-- begin Input data --

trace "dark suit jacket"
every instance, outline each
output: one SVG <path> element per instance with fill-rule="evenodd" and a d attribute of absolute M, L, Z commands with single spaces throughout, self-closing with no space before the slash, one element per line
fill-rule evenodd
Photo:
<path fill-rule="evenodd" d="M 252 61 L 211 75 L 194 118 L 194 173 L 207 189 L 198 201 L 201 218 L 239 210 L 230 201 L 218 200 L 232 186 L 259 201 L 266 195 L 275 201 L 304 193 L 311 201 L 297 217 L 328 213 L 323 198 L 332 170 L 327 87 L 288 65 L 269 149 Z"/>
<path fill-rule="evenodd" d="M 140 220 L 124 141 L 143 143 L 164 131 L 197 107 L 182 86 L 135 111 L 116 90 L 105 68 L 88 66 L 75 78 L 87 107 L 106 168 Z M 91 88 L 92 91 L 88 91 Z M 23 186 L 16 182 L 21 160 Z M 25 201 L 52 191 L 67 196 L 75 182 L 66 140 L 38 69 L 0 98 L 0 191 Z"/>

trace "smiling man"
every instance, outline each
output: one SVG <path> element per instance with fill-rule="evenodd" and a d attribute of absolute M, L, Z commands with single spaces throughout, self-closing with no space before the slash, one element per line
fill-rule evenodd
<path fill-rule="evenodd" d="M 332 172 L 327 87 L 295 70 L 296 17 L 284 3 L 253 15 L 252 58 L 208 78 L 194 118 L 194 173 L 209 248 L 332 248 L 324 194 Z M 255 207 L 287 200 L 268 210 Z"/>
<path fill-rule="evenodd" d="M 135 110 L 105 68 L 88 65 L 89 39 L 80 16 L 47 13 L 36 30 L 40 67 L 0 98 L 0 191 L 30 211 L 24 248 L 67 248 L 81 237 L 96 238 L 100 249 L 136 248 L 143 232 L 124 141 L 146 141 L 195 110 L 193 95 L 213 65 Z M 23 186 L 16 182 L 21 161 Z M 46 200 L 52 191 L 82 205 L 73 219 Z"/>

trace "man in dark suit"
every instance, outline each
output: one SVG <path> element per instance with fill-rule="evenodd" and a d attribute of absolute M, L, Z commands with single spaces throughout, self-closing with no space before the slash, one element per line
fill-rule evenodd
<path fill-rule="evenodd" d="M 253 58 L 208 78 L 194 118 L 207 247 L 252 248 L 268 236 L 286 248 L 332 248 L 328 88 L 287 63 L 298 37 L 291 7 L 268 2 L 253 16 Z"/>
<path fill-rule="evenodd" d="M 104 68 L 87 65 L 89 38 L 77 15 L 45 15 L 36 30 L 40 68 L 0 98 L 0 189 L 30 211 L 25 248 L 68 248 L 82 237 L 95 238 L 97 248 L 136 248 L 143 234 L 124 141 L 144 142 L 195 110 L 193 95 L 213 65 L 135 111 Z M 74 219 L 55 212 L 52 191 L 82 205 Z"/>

-- end Input data --

**Exercise:** Transcribe every line of the data, exactly as it stands.

**Response for this exercise:**
trace "dark suit jacket"
every instance, outline each
output: one SVG <path> element per instance with fill-rule="evenodd" and a d attribute of absolute M, L, Z commands with single spaces throughout, self-closing with no space before the slash, one element per line
fill-rule evenodd
Photo:
<path fill-rule="evenodd" d="M 252 61 L 211 75 L 194 118 L 194 173 L 207 189 L 198 201 L 201 218 L 239 210 L 230 201 L 218 200 L 232 186 L 259 201 L 266 195 L 275 201 L 304 193 L 311 201 L 297 217 L 328 213 L 323 198 L 332 170 L 327 87 L 288 65 L 269 149 Z"/>
<path fill-rule="evenodd" d="M 140 220 L 124 141 L 143 143 L 164 131 L 197 107 L 182 86 L 135 111 L 116 90 L 105 68 L 88 66 L 75 78 L 87 107 L 106 168 Z M 91 88 L 92 91 L 88 91 Z M 23 186 L 16 182 L 21 160 Z M 25 201 L 52 191 L 67 196 L 75 182 L 66 140 L 38 69 L 0 98 L 0 191 Z"/>

trace "smiling man"
every instance, outline each
output: one SVG <path> element per instance with fill-rule="evenodd" and a d attribute of absolute M, L, Z commands with single spaces throughout, self-closing with no space before the slash, one element per line
fill-rule evenodd
<path fill-rule="evenodd" d="M 332 172 L 327 87 L 295 70 L 296 17 L 284 3 L 253 15 L 252 58 L 208 78 L 194 118 L 194 173 L 209 248 L 332 248 L 324 194 Z M 255 207 L 287 200 L 268 210 Z"/>
<path fill-rule="evenodd" d="M 135 110 L 105 68 L 88 65 L 89 39 L 80 16 L 47 13 L 36 30 L 40 67 L 0 98 L 0 191 L 30 211 L 24 248 L 67 248 L 81 237 L 96 238 L 100 249 L 136 248 L 143 232 L 124 141 L 146 141 L 195 110 L 193 95 L 213 65 Z M 23 186 L 16 182 L 21 161 Z M 46 200 L 52 191 L 82 205 L 73 219 Z"/>

trace "man in dark suit"
every instance, outline each
output: one SVG <path> element per instance with fill-rule="evenodd" and a d attribute of absolute M, L, Z commands with single spaces throughout, self-closing with no space before the slash, one element per line
fill-rule evenodd
<path fill-rule="evenodd" d="M 253 58 L 208 78 L 194 118 L 207 247 L 252 248 L 268 236 L 286 248 L 332 248 L 328 88 L 287 63 L 298 37 L 291 7 L 268 2 L 253 16 Z"/>
<path fill-rule="evenodd" d="M 104 68 L 87 65 L 89 38 L 77 15 L 45 15 L 36 30 L 40 68 L 0 98 L 0 189 L 30 211 L 25 248 L 68 248 L 82 237 L 95 238 L 97 248 L 136 248 L 143 234 L 124 141 L 144 142 L 195 110 L 193 95 L 213 65 L 135 111 Z M 74 219 L 55 212 L 52 191 L 82 205 Z"/>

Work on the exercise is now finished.